Copy the records from the start through the line containing "[26,547,892,752]", inclusive, replacing "dry grass" with "withered grass" and leaving everything else unchanged.

● DATA PROVIDED:
---*---
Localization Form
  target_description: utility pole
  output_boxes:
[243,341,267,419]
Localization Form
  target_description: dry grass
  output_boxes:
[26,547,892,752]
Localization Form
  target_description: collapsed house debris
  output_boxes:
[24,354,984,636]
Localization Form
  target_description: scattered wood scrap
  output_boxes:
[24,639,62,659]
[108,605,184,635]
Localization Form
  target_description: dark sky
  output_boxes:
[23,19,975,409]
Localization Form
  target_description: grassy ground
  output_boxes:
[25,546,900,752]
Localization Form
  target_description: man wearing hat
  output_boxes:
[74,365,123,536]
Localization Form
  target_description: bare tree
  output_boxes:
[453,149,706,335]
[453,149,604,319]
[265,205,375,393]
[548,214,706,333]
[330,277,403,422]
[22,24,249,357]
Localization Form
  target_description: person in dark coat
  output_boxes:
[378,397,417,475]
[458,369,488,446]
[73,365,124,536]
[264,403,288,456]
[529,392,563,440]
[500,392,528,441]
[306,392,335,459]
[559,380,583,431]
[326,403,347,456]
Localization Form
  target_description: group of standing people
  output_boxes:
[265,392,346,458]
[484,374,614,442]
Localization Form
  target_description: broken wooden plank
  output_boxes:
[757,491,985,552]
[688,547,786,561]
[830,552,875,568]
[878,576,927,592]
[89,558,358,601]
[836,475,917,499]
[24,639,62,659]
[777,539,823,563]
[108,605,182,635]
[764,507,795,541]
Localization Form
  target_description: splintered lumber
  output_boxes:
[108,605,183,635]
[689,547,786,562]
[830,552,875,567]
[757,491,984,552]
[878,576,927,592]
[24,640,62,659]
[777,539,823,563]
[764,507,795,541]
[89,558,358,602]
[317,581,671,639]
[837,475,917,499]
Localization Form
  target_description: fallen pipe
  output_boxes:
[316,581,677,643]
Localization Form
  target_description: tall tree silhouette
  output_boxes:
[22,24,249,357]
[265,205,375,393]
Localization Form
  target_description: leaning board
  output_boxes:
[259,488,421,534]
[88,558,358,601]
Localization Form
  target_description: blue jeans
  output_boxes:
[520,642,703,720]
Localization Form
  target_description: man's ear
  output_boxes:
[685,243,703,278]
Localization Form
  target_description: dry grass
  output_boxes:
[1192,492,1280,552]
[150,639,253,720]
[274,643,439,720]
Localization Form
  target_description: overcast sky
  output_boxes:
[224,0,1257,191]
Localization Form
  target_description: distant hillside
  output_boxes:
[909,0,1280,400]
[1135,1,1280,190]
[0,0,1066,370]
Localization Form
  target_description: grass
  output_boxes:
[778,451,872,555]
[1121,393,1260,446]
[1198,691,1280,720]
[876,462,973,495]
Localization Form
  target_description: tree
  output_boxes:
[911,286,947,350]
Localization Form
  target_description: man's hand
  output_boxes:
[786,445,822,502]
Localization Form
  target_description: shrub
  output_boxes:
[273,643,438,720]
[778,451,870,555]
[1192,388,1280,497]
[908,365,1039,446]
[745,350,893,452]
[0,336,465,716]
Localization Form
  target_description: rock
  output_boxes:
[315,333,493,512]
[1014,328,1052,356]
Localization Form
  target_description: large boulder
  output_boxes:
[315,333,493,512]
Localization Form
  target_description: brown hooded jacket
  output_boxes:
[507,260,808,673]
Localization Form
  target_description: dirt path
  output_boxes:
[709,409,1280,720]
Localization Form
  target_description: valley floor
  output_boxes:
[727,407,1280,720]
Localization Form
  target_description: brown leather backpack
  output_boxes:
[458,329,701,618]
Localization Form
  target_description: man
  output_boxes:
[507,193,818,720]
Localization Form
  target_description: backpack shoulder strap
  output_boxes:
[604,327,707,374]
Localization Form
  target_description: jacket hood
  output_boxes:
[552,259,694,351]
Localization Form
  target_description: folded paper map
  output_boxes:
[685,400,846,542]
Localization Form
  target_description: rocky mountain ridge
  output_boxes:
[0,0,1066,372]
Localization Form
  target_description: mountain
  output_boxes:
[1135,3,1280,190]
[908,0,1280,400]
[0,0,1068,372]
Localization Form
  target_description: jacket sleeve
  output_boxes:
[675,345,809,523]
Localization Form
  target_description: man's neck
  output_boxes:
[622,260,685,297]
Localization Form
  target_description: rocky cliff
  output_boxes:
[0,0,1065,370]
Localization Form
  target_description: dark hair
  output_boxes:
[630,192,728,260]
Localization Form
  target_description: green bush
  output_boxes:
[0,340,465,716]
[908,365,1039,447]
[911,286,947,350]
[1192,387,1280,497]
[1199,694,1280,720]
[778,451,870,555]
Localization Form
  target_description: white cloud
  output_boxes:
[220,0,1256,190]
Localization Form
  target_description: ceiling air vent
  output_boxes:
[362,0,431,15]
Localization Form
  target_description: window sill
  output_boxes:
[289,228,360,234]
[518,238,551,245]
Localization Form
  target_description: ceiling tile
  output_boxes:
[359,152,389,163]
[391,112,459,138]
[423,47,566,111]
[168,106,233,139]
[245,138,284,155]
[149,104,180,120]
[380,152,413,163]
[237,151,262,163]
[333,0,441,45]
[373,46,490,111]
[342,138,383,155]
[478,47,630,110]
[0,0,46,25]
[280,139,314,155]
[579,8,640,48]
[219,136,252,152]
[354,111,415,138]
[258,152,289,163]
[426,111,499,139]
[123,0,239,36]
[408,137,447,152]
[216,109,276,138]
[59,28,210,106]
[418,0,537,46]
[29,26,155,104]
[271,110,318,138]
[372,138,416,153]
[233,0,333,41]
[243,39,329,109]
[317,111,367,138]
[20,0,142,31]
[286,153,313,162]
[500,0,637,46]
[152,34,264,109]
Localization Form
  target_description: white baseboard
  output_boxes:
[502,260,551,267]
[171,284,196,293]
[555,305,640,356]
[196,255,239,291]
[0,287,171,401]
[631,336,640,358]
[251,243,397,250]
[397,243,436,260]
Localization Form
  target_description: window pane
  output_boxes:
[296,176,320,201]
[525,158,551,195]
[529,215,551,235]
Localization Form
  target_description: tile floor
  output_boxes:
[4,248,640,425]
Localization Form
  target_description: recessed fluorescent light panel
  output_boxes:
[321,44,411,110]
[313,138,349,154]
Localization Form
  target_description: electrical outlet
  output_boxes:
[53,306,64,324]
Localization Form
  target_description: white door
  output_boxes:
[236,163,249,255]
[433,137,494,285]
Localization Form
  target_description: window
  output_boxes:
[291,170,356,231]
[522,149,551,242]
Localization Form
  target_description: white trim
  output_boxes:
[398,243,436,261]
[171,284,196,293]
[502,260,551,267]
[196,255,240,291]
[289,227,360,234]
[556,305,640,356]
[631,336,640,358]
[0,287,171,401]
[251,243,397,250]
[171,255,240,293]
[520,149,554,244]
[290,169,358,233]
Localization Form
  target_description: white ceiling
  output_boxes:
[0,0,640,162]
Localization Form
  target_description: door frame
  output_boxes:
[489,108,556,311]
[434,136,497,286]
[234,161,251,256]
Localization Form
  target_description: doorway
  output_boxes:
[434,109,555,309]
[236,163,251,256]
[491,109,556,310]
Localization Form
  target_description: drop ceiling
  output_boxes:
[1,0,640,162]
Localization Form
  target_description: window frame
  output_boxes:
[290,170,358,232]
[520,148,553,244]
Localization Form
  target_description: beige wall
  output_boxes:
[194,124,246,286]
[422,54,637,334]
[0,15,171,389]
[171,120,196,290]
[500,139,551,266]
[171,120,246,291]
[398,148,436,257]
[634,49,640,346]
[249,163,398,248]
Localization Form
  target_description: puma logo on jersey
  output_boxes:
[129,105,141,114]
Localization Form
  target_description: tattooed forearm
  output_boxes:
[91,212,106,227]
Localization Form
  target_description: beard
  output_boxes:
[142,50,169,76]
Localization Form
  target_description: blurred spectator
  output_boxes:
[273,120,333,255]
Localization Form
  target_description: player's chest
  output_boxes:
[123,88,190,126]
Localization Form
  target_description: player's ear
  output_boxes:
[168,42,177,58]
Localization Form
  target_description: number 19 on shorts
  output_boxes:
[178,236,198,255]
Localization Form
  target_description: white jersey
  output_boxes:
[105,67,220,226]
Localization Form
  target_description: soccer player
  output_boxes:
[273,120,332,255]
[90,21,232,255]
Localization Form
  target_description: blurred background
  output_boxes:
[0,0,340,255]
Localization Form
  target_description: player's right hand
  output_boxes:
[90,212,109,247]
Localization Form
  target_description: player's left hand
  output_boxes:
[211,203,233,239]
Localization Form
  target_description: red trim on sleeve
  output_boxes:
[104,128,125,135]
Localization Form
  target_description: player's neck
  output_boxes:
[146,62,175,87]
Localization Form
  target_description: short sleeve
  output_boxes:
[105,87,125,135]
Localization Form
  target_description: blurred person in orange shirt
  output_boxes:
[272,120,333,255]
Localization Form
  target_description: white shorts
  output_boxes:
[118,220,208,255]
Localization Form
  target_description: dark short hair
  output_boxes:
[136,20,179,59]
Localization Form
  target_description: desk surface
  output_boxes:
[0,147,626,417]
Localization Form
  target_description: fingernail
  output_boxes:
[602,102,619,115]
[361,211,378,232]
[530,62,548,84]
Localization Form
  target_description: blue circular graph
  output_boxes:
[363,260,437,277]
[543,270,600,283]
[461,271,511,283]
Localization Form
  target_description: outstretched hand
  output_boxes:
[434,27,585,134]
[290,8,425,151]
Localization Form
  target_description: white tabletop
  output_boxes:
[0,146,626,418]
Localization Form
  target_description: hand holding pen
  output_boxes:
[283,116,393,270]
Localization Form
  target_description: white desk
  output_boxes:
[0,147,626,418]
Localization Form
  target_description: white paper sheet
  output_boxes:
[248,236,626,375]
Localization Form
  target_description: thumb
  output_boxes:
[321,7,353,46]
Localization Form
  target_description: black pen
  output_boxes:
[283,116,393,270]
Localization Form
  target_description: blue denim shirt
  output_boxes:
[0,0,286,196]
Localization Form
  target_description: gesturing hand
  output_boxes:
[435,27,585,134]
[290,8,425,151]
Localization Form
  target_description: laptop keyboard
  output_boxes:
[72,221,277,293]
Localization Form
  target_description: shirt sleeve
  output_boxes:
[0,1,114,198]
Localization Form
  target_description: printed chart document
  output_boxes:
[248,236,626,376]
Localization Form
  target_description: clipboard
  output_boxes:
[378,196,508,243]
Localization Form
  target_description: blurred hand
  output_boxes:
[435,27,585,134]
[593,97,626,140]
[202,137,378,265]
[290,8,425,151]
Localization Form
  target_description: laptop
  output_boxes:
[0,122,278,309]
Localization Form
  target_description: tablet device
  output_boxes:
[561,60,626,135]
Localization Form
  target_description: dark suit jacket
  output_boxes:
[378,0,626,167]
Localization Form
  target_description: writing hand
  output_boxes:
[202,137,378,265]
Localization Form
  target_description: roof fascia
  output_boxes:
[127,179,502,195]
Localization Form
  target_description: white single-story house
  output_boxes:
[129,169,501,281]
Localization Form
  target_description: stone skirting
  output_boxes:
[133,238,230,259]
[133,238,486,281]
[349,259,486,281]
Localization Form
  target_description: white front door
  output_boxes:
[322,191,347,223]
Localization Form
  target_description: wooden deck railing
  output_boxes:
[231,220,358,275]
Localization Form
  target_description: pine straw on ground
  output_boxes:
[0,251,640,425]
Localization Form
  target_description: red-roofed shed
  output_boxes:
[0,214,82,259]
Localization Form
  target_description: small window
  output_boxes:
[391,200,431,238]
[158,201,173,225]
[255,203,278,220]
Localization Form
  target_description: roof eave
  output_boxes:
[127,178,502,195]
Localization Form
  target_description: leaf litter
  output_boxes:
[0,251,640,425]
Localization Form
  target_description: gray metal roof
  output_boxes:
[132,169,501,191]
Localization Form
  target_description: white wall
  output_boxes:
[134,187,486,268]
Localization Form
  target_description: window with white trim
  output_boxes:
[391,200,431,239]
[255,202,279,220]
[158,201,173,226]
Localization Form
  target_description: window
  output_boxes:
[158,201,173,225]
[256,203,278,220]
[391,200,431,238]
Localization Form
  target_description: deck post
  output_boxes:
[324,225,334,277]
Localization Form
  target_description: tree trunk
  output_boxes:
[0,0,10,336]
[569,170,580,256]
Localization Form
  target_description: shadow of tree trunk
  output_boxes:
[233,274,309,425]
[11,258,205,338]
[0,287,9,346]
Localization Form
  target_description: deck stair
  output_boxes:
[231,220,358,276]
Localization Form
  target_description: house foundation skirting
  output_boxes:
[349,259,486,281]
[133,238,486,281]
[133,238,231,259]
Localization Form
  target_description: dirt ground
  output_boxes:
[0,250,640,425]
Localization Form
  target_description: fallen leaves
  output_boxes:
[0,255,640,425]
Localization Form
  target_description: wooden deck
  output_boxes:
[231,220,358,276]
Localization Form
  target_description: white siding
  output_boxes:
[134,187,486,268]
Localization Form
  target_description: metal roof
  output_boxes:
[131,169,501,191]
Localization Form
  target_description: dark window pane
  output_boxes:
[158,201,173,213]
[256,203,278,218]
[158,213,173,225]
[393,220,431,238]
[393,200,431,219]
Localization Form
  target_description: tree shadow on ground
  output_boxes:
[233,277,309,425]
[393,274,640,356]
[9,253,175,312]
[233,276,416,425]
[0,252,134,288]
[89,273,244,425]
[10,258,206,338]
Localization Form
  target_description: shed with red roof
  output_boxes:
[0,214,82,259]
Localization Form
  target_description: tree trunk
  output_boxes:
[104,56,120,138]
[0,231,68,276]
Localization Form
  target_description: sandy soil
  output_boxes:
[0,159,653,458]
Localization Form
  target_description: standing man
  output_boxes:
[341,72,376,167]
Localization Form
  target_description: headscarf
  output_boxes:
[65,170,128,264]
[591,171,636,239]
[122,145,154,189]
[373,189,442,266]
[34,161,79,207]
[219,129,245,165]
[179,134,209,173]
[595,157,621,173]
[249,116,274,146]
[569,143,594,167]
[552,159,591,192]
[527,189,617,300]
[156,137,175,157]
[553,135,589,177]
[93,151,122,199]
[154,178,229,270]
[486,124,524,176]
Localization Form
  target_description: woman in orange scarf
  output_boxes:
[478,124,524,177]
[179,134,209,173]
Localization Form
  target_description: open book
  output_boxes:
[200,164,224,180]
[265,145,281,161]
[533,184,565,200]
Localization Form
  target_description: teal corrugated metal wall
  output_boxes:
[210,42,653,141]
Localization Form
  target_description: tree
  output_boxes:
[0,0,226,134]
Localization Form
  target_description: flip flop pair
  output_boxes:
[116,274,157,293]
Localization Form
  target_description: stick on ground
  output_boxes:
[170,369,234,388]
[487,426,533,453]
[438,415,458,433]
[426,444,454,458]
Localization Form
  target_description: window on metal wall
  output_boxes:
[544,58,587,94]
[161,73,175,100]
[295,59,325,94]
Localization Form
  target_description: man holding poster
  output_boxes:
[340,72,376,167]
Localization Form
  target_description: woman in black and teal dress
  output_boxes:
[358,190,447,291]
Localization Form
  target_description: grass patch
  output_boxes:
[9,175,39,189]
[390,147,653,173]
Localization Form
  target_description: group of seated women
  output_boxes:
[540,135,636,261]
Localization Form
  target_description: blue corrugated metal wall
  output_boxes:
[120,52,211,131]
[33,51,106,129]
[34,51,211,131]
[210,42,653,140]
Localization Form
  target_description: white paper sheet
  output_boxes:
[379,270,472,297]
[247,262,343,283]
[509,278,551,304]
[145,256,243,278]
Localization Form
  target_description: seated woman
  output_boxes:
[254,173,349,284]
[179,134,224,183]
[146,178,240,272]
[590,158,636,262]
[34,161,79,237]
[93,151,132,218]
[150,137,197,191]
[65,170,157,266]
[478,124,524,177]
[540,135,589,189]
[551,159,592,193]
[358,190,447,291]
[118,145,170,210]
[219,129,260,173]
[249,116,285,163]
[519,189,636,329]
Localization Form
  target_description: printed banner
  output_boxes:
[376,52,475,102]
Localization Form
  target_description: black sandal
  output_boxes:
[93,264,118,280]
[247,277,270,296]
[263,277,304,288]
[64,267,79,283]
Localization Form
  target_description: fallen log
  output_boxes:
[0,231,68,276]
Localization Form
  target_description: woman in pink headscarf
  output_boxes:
---*---
● RESULT OF THIS EXERCISE:
Localization Form
  target_description: utility pole
  output_boxes:
[243,341,267,419]
Localization Form
  target_description: withered grass
  output_boxes:
[26,547,892,752]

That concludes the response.